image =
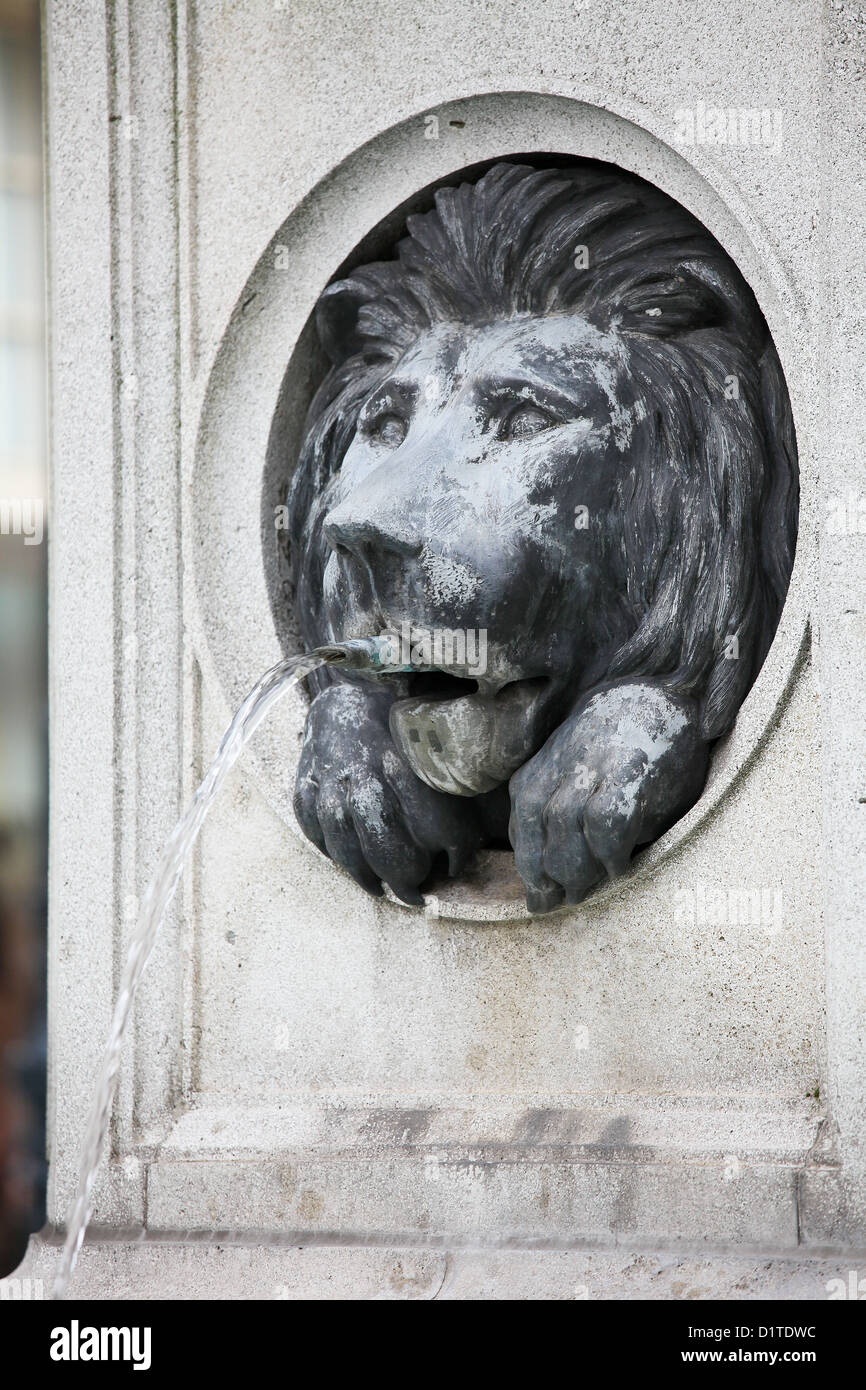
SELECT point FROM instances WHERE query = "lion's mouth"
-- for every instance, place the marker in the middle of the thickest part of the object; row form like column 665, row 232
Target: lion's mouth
column 464, row 738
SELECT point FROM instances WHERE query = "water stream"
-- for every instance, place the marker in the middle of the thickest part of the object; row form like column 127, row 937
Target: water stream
column 273, row 685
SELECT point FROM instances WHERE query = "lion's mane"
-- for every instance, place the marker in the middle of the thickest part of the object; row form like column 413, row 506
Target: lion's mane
column 706, row 510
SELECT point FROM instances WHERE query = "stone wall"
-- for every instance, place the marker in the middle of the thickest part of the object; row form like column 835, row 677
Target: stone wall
column 662, row 1068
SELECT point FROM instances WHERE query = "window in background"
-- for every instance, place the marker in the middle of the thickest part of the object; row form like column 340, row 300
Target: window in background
column 22, row 635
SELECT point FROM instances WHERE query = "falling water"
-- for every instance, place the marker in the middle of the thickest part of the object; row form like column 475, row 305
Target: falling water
column 370, row 653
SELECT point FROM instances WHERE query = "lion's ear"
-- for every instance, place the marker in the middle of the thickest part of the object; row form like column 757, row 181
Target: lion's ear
column 672, row 305
column 337, row 320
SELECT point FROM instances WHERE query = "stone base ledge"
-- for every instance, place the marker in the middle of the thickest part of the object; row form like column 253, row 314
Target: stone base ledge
column 173, row 1266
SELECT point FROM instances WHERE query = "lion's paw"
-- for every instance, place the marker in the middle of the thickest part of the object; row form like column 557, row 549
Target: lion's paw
column 363, row 806
column 615, row 774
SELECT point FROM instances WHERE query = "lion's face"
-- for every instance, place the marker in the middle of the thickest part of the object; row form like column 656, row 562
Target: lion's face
column 477, row 495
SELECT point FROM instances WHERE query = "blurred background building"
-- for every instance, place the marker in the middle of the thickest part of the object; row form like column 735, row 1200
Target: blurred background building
column 22, row 635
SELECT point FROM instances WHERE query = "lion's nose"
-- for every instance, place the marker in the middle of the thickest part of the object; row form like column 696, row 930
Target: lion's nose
column 367, row 537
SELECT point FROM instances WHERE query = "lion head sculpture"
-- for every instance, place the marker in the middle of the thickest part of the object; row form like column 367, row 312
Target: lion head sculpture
column 555, row 424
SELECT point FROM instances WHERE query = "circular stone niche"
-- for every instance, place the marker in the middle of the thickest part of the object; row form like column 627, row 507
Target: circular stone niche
column 264, row 375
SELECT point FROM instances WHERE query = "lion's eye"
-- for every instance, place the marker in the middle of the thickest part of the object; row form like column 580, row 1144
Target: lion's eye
column 388, row 430
column 526, row 421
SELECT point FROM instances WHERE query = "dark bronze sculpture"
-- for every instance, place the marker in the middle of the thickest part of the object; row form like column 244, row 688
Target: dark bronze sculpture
column 556, row 427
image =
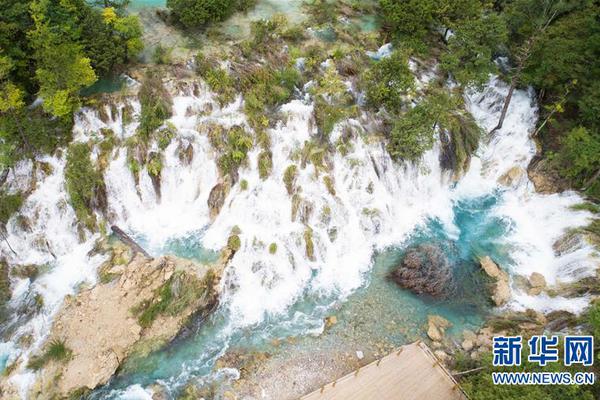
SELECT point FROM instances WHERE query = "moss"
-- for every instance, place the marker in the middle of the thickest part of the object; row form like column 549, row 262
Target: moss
column 84, row 183
column 154, row 164
column 309, row 245
column 173, row 297
column 156, row 104
column 328, row 181
column 265, row 164
column 9, row 204
column 234, row 242
column 55, row 351
column 220, row 82
column 289, row 178
column 233, row 145
column 273, row 248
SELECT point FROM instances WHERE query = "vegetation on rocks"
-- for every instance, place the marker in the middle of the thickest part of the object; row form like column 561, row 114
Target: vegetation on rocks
column 56, row 351
column 175, row 295
column 85, row 184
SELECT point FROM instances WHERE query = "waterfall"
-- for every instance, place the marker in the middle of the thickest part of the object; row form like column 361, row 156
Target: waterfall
column 377, row 203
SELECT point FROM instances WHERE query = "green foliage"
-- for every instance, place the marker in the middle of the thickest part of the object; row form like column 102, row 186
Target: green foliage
column 179, row 292
column 161, row 55
column 309, row 245
column 273, row 248
column 388, row 81
column 265, row 164
column 84, row 183
column 470, row 49
column 289, row 178
column 56, row 351
column 198, row 13
column 233, row 145
column 221, row 83
column 9, row 204
column 328, row 181
column 234, row 242
column 156, row 104
column 580, row 155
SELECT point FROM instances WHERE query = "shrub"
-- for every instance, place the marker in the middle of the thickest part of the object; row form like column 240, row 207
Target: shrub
column 388, row 81
column 84, row 183
column 289, row 178
column 265, row 164
column 9, row 204
column 198, row 13
column 156, row 104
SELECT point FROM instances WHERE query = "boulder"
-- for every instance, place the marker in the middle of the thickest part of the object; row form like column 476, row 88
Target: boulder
column 436, row 327
column 217, row 196
column 537, row 283
column 425, row 270
column 545, row 178
column 512, row 176
column 501, row 288
column 104, row 326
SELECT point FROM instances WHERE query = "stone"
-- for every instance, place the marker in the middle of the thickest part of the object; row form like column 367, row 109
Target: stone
column 512, row 176
column 441, row 355
column 425, row 269
column 101, row 331
column 436, row 327
column 501, row 294
column 537, row 283
column 330, row 321
column 501, row 289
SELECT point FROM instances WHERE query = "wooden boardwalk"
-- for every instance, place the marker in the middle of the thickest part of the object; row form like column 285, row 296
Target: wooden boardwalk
column 411, row 372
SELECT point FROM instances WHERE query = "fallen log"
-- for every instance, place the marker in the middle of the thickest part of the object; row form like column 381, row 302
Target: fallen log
column 125, row 238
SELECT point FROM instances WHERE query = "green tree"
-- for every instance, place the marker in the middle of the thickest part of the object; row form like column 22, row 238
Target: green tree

AIM: Reproduce the lines from the first one through the line containing "column 464, row 738", substituting "lion's jaw" for "lion's mouth" and leaving everything else unchanged. Omit the pictures from your answer.

ANSWER TO THIS TASK:
image =
SELECT point FROM instances WHERE query = "lion's jaw"
-- for every instance, place the marker in the middle of the thickest part of the object; row form like column 665, row 232
Target: lion's jaw
column 464, row 738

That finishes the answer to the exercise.